Text segment ▸
Thursday, November 21, 2013

Just Like Family

A sting by investigative reporters revealed that Mayor Jim West of Spokane, WA, trolled for gay sex online and may have abused his power of office by offering the young men (just out of high school) he encountered political internships. The gay
Former Mayor Jim West
community was outraged by West's double-standard because West had often passed or even written anti-gay legislation. It's impossible to prove, but West may have also sexually abused young boys - although this part he vehemently denies.

And this is really old news.

The story broke in 2005. West was recalled from office, and died soon after from cancer. The only reason why I'm thinking about it is because my media ethics professor was the editor of the paper which covered the story, and we've been talking about it a lot in class.

We watched a documentary about it. You can watch it online. West behaved badly - there isn't much doubt about that. The reason why I'm bringing it up is because at the end of the documentary, I spotted something I thought was really beautiful.

This disgraced politician, now hated by nearly every community within his sphere of influence, with a history of being a ruthless campaigner, recalled out of office by formerly loyal voters...is invited, welcomed, and embraced by a local church. It's near the end of the documentary segment called "A New Revelation," at 6:45.

I mean, sure, it's sort of a typical thing to do, isn't it? After a politician messes up, he'll claim he found God to get the Christian vote on his side. Even my professor said, "I think it's predictable. It may be sincere -- it's not for me to say one way or another -- but it's certainly not surprising." I guess none of us are qualified to decide who's sincere about their faith and who isn't. What's beautiful is this church didn't care about that. They loved him anyway.

Bethel African Methodist Episcopal Church is probably exactly what it sounds like. It's mostly black, with those loud kinds of services where people call out "amen" and "preach it" and probably dance in the aisles when they good and feel like it. The pastor invited West one day during a prayer breakfast and West went and kept going because he felt welcome.


Looks like a pretty chill place, actually.
In the documentary, the interviewer tells West it's interesting that he chose to start going to a church that believed homosexuality was a sin right after he became publicly gay. She asks one question. "Why?"

"Because they invited me to," West replies. "Because they welcomed me into their family." (YEAH!!)

One reporter went to the church with West while doing a follow-up piece on his life and reported back an interesting story.
West claps to the gospel music with some self-consciousness. (He points out a white man who, he says, "is the only white guy here with real rhythm.")
Mitchell announces his sermon by saying he wants to talk about something so powerful "sometimes we even love it more than God. What is it that's so much fun? It's sin."
Specifically, Mitchell charts a course of sin from watching scantily clad women on MTV — "a foothold to the devil" — to looking at dirty movies and becoming subsumed in the online world.

Record excerpts ▸
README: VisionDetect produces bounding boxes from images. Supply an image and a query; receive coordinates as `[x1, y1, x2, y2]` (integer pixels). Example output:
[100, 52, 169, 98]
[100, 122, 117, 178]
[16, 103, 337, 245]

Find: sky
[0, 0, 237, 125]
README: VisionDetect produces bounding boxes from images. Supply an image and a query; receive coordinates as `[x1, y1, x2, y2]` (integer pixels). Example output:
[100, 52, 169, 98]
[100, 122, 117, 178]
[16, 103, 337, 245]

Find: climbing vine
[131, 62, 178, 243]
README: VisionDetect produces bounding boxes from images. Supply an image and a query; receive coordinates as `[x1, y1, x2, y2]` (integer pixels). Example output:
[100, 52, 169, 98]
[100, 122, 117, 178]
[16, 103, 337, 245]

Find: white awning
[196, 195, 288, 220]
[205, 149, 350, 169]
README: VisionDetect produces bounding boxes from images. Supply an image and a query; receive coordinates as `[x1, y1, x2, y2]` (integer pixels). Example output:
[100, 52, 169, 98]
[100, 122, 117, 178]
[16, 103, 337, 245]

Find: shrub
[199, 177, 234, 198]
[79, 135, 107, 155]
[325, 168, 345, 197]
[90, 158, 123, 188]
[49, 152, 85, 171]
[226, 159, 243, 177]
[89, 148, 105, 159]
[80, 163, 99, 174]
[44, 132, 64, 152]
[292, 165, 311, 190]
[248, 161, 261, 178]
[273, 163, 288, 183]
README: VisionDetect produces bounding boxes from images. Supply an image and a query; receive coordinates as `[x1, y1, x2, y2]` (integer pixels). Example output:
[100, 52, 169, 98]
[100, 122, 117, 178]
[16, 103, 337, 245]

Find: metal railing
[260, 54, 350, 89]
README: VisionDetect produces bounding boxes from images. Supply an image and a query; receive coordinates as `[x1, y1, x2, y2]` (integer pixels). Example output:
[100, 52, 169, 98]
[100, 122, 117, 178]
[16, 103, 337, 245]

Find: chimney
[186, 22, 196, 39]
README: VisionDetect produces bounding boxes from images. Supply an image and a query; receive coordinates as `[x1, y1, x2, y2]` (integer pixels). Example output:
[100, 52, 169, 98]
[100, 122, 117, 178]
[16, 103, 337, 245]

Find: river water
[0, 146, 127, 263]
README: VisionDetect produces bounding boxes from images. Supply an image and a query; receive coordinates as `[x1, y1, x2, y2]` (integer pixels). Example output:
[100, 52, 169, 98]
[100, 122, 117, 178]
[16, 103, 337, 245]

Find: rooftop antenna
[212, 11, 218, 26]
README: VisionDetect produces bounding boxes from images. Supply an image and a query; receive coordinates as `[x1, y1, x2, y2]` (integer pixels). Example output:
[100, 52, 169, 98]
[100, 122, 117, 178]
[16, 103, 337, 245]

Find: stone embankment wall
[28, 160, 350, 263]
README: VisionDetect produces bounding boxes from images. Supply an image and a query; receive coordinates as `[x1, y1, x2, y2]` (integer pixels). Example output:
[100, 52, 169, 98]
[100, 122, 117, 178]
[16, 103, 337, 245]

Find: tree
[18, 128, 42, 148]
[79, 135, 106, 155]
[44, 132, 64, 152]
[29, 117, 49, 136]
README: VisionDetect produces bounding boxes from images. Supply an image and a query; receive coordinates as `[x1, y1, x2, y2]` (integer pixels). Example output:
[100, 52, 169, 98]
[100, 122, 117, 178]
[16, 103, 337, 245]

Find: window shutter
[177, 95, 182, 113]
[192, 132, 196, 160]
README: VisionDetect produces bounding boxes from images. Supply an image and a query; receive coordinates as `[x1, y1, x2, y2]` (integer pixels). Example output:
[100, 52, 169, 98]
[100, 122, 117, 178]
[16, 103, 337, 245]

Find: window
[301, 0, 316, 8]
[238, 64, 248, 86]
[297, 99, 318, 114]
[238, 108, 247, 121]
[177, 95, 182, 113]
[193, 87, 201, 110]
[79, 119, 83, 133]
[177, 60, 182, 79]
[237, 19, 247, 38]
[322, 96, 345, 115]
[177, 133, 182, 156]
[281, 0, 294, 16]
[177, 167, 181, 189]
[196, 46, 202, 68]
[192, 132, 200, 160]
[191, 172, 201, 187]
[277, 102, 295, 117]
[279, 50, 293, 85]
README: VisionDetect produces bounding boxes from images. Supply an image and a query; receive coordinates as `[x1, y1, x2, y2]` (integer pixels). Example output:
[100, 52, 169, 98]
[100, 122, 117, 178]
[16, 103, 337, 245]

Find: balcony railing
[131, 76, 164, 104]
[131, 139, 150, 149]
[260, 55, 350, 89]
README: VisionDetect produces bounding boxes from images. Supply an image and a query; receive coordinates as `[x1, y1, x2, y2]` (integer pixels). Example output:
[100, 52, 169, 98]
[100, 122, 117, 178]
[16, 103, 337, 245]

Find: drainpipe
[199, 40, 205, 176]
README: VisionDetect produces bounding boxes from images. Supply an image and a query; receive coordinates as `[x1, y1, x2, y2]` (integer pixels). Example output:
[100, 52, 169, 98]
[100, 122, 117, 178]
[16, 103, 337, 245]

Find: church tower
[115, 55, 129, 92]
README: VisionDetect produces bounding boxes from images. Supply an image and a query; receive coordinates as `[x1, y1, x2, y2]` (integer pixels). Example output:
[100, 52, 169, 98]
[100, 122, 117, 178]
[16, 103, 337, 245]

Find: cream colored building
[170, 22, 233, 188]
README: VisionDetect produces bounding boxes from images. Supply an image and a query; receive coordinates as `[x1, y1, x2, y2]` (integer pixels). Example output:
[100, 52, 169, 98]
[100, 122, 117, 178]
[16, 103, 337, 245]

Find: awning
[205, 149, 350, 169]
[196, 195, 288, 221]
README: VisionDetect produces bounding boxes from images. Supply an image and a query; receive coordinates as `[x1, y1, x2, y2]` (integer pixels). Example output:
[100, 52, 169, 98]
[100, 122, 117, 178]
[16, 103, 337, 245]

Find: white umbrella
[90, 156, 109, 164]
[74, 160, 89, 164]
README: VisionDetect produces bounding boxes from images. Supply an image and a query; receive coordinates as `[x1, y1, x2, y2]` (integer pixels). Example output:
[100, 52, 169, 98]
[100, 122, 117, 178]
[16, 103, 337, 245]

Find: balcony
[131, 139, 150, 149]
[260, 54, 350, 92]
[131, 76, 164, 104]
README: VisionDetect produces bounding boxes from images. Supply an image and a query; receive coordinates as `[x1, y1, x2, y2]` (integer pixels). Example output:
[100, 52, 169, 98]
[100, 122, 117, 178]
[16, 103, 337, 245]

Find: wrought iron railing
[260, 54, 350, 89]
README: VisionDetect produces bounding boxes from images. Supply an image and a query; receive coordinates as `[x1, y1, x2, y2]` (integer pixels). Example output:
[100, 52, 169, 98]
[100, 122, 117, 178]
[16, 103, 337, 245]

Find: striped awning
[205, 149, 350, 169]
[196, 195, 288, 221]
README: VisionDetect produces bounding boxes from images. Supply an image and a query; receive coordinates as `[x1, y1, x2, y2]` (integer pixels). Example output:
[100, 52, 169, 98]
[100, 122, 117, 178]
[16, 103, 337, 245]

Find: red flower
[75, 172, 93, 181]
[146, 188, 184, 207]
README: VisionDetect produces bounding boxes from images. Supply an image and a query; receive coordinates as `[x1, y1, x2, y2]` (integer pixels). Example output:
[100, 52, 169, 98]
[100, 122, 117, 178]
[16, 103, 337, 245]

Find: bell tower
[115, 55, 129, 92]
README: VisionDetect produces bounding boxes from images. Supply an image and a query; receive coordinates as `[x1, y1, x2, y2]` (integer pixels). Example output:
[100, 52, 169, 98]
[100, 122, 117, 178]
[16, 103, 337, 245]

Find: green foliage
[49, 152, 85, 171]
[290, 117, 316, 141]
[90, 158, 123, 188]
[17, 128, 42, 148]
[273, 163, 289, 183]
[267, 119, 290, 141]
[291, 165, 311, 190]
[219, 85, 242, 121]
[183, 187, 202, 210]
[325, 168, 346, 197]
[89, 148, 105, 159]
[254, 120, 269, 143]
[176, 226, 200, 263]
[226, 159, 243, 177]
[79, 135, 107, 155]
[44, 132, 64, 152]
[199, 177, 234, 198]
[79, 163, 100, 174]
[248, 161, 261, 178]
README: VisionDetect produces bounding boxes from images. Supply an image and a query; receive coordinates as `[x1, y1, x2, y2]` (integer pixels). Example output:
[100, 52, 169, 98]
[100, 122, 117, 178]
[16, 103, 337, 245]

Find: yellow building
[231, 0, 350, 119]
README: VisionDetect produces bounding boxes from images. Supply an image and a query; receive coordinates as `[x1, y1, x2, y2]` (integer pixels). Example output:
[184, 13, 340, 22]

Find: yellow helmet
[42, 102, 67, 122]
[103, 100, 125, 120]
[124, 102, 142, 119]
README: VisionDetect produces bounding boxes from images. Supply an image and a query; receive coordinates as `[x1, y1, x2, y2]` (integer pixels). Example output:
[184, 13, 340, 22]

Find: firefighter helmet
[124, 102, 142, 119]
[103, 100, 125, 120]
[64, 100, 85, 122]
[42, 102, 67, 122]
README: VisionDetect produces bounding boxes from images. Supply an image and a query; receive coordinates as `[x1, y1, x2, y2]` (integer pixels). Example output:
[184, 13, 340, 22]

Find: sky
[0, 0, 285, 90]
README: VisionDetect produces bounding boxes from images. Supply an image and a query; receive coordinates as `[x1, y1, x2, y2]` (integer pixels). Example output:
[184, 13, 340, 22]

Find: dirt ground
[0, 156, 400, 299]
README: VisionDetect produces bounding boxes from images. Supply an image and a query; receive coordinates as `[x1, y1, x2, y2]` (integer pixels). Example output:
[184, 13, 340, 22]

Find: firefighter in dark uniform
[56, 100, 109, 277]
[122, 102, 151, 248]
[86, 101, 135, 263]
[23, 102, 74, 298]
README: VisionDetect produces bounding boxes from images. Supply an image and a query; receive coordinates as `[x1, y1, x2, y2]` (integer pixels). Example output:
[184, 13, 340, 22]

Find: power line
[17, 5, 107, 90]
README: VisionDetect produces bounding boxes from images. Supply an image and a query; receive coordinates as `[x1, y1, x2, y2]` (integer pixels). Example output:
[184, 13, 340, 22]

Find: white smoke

Task ▸
Continue the blog post about former Spokane mayor Jim West and his welcome at Bethel church, starting after its last sentence.

Output ▸
"The next thing you know you are looking at things on the Internet you had no idea existed. You better stop peeking. Peeking will get you hurt," Mitchell bellowed in his full crescendo. "Peeking will mess your mind up. Peeking will set you apart from everybody."
...
There are lots of "amens" and heads nodding and parishioners urging Mitchell on. The mayor listens and says quietly, "He's talking to me."
 He could have been playing it up for the reporter, sure. I don't think anybody can know either way about that. But it really reminds me of another story.
He told his next story to some who were complacently pleased with themselves over their moral performance and looked down their noses at the common people: “Two men went up to the Temple to pray, one a Pharisee, the other a tax man. The Pharisee posed and prayed like this: ‘Oh, God, I thank you that I am not like other people—robbers, crooks, adulterers, or, heaven forbid, like this tax man. I fast twice a week and tithe on all my income.’
“Meanwhile the tax man, slumped in the shadows, his face in his hands, not daring to look up, said, ‘God, give mercy. Forgive me, a sinner.’”
That's from Luke 18, verses 9-12.  It's Jesus talking. And you do know what he said about these two men?
Jesus commented, “This tax man, not the other, went home made right with God. If you walk around with your nose in the air, you’re going to end up flat on your face, but if you’re content to be simply yourself, you will become more than yourself.”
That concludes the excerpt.